Given passage
★ ★ ★
ORDER OF THE PHOENIX gets some guff for being the angsty one in the series, but it's a good moment to meditate on the duality of its characters.  For Snape, it is merely hinted at, and the Occlumency scenes tease the darker nature of Harry's own venerated father, but at the heart of it is the shared nature of Harry and Voldemort.  As Dumbledore advised Harry in CHAMBER OF SECRETS, "It is not our abilities that show what we truly are.  It is our choices," he repeats that sentiment in ORDER OF THE PHOENIX, "It is not how you are alike.  It is how you are not."  These are the emotional stakes of the film, bringing into question the nobility of its hero.  It's a movie that functions more strongly on those emotional stakes than on its physical ones.

Top 3 of HARRY POTTER AND THE ORDER OF THE PHOENIX:
  1. Occlumency Lessons: Snape is awesome, and here we get an early glimpse at how complex he really is, ahead of the big reveal three films later.
  2. Dumbledore vs. Voldemort: The two most powerful wizards of the age, wielding dragons made of fire and massive whirling globes of water.  It's a unique duel in the series, and the most creative.
  3. "It's not how you are alike. It is how you are not.": I realize that this scene is sincere to the point of being a little corny, but it works on a real emotional level.
Bottom 3 of HARRY POTTER AND THE ORDER OF THE PHOENIX:
  1. Grawp: The computer rendering of Grawp looks better than expected after 9 years, but his interaction with live characters is clumsy, and the character is a bit too cute besides.
  2. The Prophecy: It's kind of a weak MacGuffin.
  3. Sirius's Death: Not the death scene particularly, but that the Sirius-Harry relationship hasn't built up in the series enough to give it the emotional oomph it should have.

HARRY POTTER AND THE HALF-BLOOD PRINCE
Released 15 July 2009
Directed by David Yates
Starring: Daniel Radcliffe, Rupert Grint, Emma Watson, Michael Gambon, Jim Broadbent, Tom Felton, Alan Rickman, Bonnie Wright, Helena Bonham Carter, Helen McRory, Jessie Cave, Evanna Lynch, Robbie Coltrane, Freddie Stroma, Frank Dillane, Hero Fiennes Tiffin
Rated PG for scary images, some violence, language and mild sensuality.
153 minutes 
★★
By a narrow margin, HALF-BLOOD PRINCE is the peak of the series, darkly resonating, smart and emotionally rich as it navigates the tumultuous euphoria and heartache of the sexually-charged relationships between its burgeoning young adult characters within the looming menace of Lord Voldemort's rising insurgency about to push the the wizarding world past the brink of chaos in the larger narrative.  It's a beautiful and brooding maturation of the series that carries the stakes into the climactic level, and what's more, it's the most genuinely funny film in the series.
★ ★ ★
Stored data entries
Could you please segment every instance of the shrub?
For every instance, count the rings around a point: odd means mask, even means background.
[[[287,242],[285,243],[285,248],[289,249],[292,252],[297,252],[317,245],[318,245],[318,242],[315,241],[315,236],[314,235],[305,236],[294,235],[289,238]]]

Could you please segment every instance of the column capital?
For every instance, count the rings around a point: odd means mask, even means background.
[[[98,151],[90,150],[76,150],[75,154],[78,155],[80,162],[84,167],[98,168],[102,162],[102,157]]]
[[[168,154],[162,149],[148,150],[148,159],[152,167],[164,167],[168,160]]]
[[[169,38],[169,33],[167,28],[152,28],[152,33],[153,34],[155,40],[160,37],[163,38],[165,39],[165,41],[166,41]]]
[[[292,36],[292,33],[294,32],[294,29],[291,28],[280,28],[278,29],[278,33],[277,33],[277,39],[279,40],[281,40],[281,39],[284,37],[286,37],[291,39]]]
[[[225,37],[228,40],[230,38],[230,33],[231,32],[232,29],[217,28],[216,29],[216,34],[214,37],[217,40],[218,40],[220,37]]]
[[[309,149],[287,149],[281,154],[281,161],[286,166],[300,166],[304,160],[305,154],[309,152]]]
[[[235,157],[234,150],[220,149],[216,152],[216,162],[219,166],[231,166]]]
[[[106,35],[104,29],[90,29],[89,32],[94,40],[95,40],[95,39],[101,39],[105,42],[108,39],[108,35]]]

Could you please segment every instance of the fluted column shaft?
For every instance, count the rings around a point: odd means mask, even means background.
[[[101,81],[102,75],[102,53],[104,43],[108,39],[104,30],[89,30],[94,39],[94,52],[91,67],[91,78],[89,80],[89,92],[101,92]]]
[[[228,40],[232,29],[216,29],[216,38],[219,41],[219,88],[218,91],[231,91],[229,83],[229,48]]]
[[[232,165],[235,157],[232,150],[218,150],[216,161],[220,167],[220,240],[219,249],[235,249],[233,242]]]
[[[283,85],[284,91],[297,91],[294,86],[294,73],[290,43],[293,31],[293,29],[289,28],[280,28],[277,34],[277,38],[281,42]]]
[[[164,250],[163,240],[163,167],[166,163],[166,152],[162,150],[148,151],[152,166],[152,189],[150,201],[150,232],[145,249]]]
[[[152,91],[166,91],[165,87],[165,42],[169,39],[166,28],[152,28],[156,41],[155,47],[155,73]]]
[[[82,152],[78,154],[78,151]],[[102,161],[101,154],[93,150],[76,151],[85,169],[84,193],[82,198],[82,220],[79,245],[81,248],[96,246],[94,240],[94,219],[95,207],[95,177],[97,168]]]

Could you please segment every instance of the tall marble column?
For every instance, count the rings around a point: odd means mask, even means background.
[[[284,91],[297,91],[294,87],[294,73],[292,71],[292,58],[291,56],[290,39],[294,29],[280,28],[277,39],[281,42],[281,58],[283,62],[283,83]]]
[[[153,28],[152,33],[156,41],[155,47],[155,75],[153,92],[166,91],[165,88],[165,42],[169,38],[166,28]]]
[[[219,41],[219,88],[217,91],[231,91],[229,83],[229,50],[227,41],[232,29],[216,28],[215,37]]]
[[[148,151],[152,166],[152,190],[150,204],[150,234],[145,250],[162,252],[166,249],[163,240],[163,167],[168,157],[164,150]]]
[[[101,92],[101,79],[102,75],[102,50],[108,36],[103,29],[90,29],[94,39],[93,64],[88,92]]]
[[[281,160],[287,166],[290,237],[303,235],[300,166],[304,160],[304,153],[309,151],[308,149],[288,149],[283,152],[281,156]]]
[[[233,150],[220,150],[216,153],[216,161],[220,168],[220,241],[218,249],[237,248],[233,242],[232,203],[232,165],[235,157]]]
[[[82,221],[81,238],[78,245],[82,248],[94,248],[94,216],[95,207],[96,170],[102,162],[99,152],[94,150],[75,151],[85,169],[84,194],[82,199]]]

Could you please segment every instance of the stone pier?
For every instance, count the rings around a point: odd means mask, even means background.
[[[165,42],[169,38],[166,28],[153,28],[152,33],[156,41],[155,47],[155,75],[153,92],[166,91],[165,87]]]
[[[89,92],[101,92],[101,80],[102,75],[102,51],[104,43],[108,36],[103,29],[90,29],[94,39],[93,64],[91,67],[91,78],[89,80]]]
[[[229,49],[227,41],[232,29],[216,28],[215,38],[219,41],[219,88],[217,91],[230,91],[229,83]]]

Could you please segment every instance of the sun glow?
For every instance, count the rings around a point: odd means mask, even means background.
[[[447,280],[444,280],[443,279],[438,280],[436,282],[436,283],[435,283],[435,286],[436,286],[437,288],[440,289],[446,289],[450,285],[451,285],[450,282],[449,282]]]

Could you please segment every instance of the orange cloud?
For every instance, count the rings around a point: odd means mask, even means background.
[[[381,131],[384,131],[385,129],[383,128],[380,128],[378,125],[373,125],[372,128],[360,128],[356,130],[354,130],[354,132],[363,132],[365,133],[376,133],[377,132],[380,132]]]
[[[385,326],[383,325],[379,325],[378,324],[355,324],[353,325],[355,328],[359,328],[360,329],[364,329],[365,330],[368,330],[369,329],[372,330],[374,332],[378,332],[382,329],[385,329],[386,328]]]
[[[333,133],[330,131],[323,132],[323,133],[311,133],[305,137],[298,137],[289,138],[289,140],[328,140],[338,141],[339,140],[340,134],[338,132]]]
★ ★ ★
Tasks to carry out
[A] Answer these questions using the Harry Potter film review.
(i) Which item in the bottom three for ORDER OF THE PHOENIX is called a weak MacGuffin?
(ii) Who directed HARRY POTTER AND THE HALF-BLOOD PRINCE?
(iii) What running time is listed for HARRY POTTER AND THE HALF-BLOOD PRINCE?
[B] Retype the part of the Harry Potter film review from "2. Dumbledore vs." to "too cute besides.".

In response
[A]
(i) The Prophecy
(ii) David Yates
(iii) 153 minutes

[B]
2. Dumbledore vs. Voldemort: The two most powerful wizards of the age, wielding dragons made of fire and massive whirling globes of water.  It's a unique duel in the series, and the most creative.
  3. "It's not how you are alike. It is how you are not.": I realize that this scene is sincere to the point of being a little corny, but it works on a real emotional level.
Bottom 3 of HARRY POTTER AND THE ORDER OF THE PHOENIX:
  1. Grawp: The computer rendering of Grawp looks better than expected after 9 years, but his interaction with live characters is clumsy, and the character is a bit too cute besides.